TASK BRIEF: Return the records in full, exactly as given.
## Start INPUT MATERIAL
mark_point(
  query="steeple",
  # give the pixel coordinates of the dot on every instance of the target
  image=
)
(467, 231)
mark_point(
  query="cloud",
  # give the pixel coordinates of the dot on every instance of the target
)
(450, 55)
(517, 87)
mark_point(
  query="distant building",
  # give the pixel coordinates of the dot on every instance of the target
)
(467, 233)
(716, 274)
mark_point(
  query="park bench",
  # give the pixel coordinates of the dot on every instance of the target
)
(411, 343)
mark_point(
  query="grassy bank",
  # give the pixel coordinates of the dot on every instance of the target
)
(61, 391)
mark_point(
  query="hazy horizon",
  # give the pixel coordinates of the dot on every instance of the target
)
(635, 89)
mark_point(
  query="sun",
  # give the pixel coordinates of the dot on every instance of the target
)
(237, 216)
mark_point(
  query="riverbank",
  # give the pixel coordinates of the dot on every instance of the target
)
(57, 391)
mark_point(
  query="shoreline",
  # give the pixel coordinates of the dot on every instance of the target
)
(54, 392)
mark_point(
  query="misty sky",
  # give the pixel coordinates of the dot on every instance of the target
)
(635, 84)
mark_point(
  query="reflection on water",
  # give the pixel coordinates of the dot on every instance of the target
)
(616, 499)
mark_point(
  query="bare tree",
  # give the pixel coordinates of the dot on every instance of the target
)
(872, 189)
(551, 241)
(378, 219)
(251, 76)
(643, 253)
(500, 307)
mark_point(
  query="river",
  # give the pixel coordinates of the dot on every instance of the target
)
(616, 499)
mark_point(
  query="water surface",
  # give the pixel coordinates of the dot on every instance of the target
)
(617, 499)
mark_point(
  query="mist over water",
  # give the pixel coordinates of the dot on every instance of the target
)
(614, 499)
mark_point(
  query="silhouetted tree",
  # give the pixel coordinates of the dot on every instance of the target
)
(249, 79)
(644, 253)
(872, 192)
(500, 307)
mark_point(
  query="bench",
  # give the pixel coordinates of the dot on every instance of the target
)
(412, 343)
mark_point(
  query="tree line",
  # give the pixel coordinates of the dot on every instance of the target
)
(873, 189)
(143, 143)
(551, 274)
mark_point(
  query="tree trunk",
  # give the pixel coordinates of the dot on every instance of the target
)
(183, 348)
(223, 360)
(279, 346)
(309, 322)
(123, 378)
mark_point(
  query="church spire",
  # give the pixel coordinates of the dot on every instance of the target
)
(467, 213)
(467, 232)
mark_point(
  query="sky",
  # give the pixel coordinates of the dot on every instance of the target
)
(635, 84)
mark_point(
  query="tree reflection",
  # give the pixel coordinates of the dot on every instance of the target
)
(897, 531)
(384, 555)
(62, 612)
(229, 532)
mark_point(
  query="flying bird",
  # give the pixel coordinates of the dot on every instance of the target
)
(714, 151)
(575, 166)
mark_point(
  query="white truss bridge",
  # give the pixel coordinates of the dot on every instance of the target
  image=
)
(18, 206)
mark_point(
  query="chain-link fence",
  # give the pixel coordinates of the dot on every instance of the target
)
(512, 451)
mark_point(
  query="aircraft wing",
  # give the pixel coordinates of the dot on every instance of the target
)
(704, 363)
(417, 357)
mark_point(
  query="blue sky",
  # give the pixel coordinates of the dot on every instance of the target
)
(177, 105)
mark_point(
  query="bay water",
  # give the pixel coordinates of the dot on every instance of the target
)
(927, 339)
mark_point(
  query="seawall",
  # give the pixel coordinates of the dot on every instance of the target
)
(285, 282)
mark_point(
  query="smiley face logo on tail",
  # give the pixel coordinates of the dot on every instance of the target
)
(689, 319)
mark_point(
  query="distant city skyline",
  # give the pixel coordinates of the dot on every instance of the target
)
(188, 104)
## End INPUT MATERIAL
SOLUTION FOR THIS PROBLEM:
mark_point(
  query="steeple",
  # give the pixel coordinates of the dot on every instance of the target
  image=
)
(467, 231)
mark_point(
  query="cloud",
  # give the pixel coordinates of the dot on every instance of the target
)
(450, 55)
(517, 87)
mark_point(
  query="distant building",
  # give the pixel coordinates of the dot on every instance of the target
)
(467, 233)
(716, 274)
mark_point(
  query="park bench",
  # give the pixel coordinates of the dot on every instance of the target
)
(411, 343)
mark_point(
  query="grassy bank",
  # give the pixel coordinates of the dot on every instance of the target
)
(61, 391)
mark_point(
  query="hazy horizon",
  # give the pixel coordinates of the dot on every instance of the target
)
(635, 89)
mark_point(
  query="sun",
  # give the pixel coordinates of the dot on every instance of the target
)
(237, 216)
mark_point(
  query="riverbank",
  # give the pixel coordinates of the dot on every instance of the target
)
(57, 391)
mark_point(
  query="shoreline",
  # give the pixel coordinates of the dot on every instance of the target
)
(54, 392)
mark_point(
  query="misty sky",
  # give the pixel coordinates of the dot on every instance of the target
)
(635, 84)
mark_point(
  query="reflection on water",
  # give the pixel coordinates of the dot on every instance of the target
)
(616, 499)
mark_point(
  query="bare tree",
  # give the pixel coordinates of the dot on every instance of the target
)
(872, 189)
(551, 241)
(378, 219)
(251, 76)
(643, 253)
(500, 307)
mark_point(
  query="river",
  # give the pixel coordinates of the dot on every instance of the target
)
(616, 499)
mark_point(
  query="water surface",
  # give the pixel coordinates of the dot on every instance of the target
)
(617, 499)
mark_point(
  query="mist over water",
  # give the pixel coordinates of the dot on every instance of the target
)
(614, 499)
mark_point(
  query="silhouetted tree",
  # give the pixel coordinates of the dot on every instance of the target
)
(249, 79)
(644, 253)
(872, 192)
(500, 307)
mark_point(
  query="bench",
  # give the pixel coordinates of the dot on every instance of the target
)
(412, 343)
mark_point(
  query="tree line",
  # give the pixel coordinates of the dot on every instance of the target
)
(873, 189)
(143, 143)
(551, 274)
mark_point(
  query="tree trunk",
  # give the pixel coordinates of the dot on every instance of the target
)
(183, 348)
(223, 360)
(279, 346)
(309, 322)
(123, 378)
mark_point(
  query="church spire",
  # give the pixel coordinates of the dot on every instance of the target
)
(467, 213)
(467, 232)
mark_point(
  query="sky",
  # give the pixel coordinates of the dot on every instance of the target
)
(635, 84)
mark_point(
  query="tree reflection",
  # give the pixel coordinates of the dot on every instance of the target
)
(897, 531)
(384, 555)
(62, 612)
(229, 532)
mark_point(
  query="flying bird",
  # give the pixel coordinates of the dot on every instance of the target
)
(714, 151)
(575, 166)
mark_point(
  query="white truss bridge",
  # give the pixel coordinates of the dot on every instance of the target
  image=
)
(18, 206)
mark_point(
  query="chain-link fence",
  # give the pixel coordinates of the dot on every instance of the target
)
(512, 451)
mark_point(
  query="aircraft wing",
  # give the pixel coordinates of the dot on every instance of the target
)
(704, 363)
(417, 357)
mark_point(
  query="blue sky",
  # give the pixel coordinates of the dot on every instance of the target
)
(177, 105)
mark_point(
  query="bay water",
  # give the pixel coordinates of the dot on every instance of the target
)
(927, 339)
mark_point(
  query="seawall",
  # give the pixel coordinates of the dot on every instance of the target
)
(285, 282)
mark_point(
  query="smiley face logo on tail",
  # give the pixel coordinates of the dot on every instance of the target
)
(689, 319)
mark_point(
  query="distant city skyline",
  # give the pixel coordinates of the dot on every instance of the target
)
(188, 104)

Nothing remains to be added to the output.